===== STORED ROWS =====

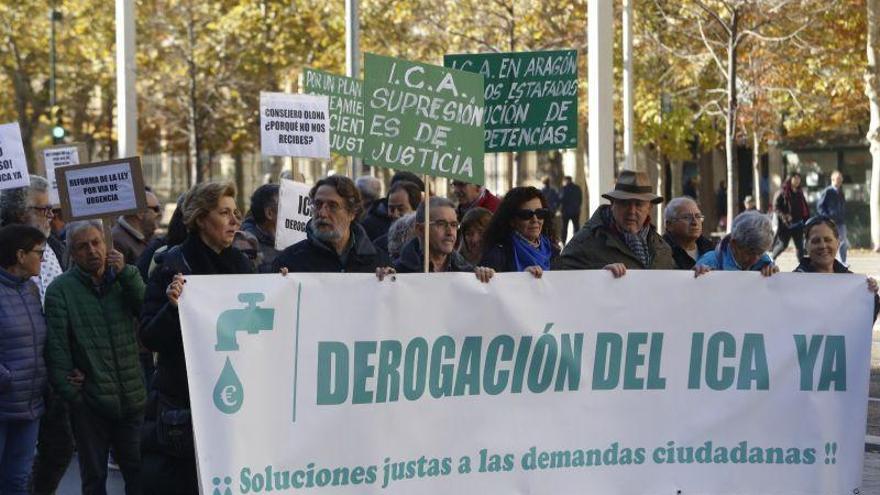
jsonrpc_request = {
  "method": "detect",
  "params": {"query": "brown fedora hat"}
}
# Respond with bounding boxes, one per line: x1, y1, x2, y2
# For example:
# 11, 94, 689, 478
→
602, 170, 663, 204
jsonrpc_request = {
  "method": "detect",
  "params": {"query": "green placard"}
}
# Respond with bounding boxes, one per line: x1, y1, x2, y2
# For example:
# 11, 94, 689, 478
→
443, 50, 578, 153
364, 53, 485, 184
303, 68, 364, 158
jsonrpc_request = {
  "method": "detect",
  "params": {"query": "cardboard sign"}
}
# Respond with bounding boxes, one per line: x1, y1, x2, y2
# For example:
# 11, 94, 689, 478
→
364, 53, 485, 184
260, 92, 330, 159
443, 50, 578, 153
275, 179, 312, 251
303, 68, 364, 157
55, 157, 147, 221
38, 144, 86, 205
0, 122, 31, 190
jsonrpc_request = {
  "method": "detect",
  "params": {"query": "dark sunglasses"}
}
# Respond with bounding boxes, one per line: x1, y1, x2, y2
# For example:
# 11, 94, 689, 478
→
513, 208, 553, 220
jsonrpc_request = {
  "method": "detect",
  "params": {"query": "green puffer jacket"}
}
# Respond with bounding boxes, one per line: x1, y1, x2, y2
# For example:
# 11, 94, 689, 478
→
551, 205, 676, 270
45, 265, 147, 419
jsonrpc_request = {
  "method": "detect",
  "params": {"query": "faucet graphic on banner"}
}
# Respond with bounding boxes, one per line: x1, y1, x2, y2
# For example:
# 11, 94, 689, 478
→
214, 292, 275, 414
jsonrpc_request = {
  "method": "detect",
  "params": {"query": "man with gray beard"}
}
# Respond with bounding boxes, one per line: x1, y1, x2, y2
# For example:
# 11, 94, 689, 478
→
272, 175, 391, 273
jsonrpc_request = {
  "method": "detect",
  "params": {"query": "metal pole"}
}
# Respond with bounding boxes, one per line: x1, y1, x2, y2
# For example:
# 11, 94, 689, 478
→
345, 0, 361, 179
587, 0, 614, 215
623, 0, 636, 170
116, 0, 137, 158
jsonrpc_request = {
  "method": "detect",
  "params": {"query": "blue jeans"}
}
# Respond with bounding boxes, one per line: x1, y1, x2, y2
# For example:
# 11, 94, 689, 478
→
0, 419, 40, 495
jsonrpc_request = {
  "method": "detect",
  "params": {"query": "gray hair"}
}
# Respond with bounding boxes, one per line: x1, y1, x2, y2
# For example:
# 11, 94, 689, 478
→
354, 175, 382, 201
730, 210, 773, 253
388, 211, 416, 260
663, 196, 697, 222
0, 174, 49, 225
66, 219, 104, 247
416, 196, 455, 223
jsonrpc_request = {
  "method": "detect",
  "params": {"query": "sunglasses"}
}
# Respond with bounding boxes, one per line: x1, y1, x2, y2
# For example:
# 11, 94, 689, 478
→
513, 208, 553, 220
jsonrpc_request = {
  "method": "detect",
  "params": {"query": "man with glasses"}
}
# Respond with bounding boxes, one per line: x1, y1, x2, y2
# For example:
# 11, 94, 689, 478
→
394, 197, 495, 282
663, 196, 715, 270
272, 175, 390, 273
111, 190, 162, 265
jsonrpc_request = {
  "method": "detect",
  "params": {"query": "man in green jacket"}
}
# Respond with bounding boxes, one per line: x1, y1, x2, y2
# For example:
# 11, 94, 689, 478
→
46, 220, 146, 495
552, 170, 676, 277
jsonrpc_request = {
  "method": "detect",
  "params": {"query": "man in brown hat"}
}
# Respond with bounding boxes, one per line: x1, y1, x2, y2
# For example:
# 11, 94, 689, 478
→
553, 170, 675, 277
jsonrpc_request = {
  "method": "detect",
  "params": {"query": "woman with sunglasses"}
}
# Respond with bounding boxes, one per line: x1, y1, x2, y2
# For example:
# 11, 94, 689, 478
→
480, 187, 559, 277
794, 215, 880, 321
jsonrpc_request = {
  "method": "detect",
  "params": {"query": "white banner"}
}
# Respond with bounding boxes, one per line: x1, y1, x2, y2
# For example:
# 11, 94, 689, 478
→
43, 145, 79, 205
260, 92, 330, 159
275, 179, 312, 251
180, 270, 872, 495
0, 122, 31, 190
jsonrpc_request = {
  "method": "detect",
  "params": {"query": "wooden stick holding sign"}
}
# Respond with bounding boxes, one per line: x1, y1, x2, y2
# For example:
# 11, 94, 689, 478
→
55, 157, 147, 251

=====

* [REQUIRED WORK]:
Please retype every line of the entries above word for word, leaving out the pictures.

* [RESPONSE]:
jsonrpc_request = {
  "method": "detect",
  "params": {"query": "brown fedora hat"}
}
# Respond with bounding boxes, one per line: x1, y1, x2, y2
# For example:
# 11, 94, 689, 478
→
602, 170, 663, 204
jsonrpc_request = {
  "method": "detect",
  "params": {"query": "green placard"}
}
# Respond with bounding boxes, one per line: x1, y1, x2, y2
# For example:
# 11, 94, 689, 478
→
443, 50, 578, 153
364, 53, 485, 184
303, 68, 364, 158
jsonrpc_request = {
  "method": "detect",
  "params": {"query": "cardboard sign"}
}
# Respond with bounding boxes, one per line: x1, y1, x2, y2
# For example:
# 11, 94, 689, 478
→
364, 53, 485, 184
260, 92, 330, 159
443, 50, 578, 153
275, 179, 312, 251
303, 68, 364, 157
55, 157, 147, 221
38, 144, 86, 205
0, 122, 31, 190
jsonrpc_request = {
  "method": "detect",
  "params": {"query": "dark sunglasses"}
}
# Respond with bounding boxes, one per line: x1, y1, x2, y2
# For example:
# 11, 94, 689, 478
→
513, 208, 553, 220
jsonrpc_request = {
  "method": "detect",
  "params": {"query": "green puffer jacket"}
}
# Respond with bounding boxes, one per line: x1, y1, x2, y2
# For example:
# 11, 94, 689, 478
→
551, 205, 676, 270
45, 265, 147, 419
jsonrpc_request = {
  "method": "detect",
  "params": {"query": "faucet graphic on banner"}
}
# Respond with bounding boxes, one per line: x1, y1, x2, y2
# For example:
# 11, 94, 689, 478
→
214, 292, 275, 414
jsonrpc_request = {
  "method": "detect",
  "params": {"query": "man with gray beard"}
}
# Respond with bounding boxes, one per line: x1, y1, x2, y2
# For example:
# 11, 94, 689, 478
→
272, 175, 391, 273
jsonrpc_request = {
  "method": "detect",
  "params": {"query": "metal pole"}
}
# Respond with bounding boxes, one per line: x1, y1, x2, y2
# For example:
# 11, 94, 689, 478
→
345, 0, 361, 179
587, 0, 614, 215
623, 0, 636, 170
116, 0, 137, 158
jsonrpc_request = {
  "method": "detect",
  "params": {"query": "blue jeans"}
}
# Respond with bounding boxes, one per line: x1, y1, x2, y2
# For example:
# 11, 94, 689, 478
→
0, 419, 40, 495
jsonrpc_request = {
  "method": "detect",
  "params": {"query": "gray hair"}
}
# Respond with bounding boxes, one per line: x1, y1, x2, y2
# For example:
# 11, 94, 689, 478
→
354, 175, 382, 201
730, 210, 773, 253
388, 211, 416, 260
663, 196, 697, 222
0, 174, 49, 225
66, 219, 104, 247
416, 196, 455, 223
jsonrpc_request = {
  "method": "detect",
  "params": {"query": "sunglasses"}
}
# Respond with bounding boxes, one per line: x1, y1, x2, y2
# For example:
# 11, 94, 689, 478
→
513, 208, 553, 220
jsonrpc_request = {
  "method": "detect",
  "params": {"query": "man with glasses"}
}
# Respond with bounding boxes, one per line: x1, y1, x2, y2
# For example:
# 11, 94, 689, 478
→
394, 197, 495, 282
663, 196, 715, 270
272, 175, 390, 273
111, 190, 162, 265
jsonrpc_request = {
  "method": "detect",
  "params": {"query": "man in green jacket"}
}
# Respond with bounding boxes, one per line: x1, y1, x2, y2
# For example:
# 11, 94, 689, 478
→
46, 220, 146, 495
552, 170, 676, 277
jsonrpc_request = {
  "method": "detect",
  "params": {"query": "man in brown hat"}
}
# Respond with bounding boxes, one per line: x1, y1, x2, y2
# For example:
# 11, 94, 689, 478
→
553, 170, 675, 277
jsonrpc_request = {
  "method": "detect",
  "params": {"query": "woman with sunglasses"}
}
# Respond with bounding boxes, one per line: x1, y1, x2, y2
# For example:
# 11, 94, 689, 478
→
480, 187, 559, 277
794, 215, 880, 321
jsonrpc_request = {
  "method": "detect",
  "params": {"query": "white banner"}
}
# Respond with bounding boxes, one per line: x1, y1, x2, y2
# For example:
# 11, 94, 689, 478
→
43, 145, 79, 205
260, 92, 330, 159
275, 179, 312, 251
180, 270, 872, 495
0, 122, 31, 190
jsonrpc_request = {
  "method": "detect",
  "params": {"query": "wooden stick holding sign"}
}
# Respond with bounding boxes, one per line: x1, y1, x2, y2
# For example:
# 11, 94, 689, 478
→
55, 157, 147, 251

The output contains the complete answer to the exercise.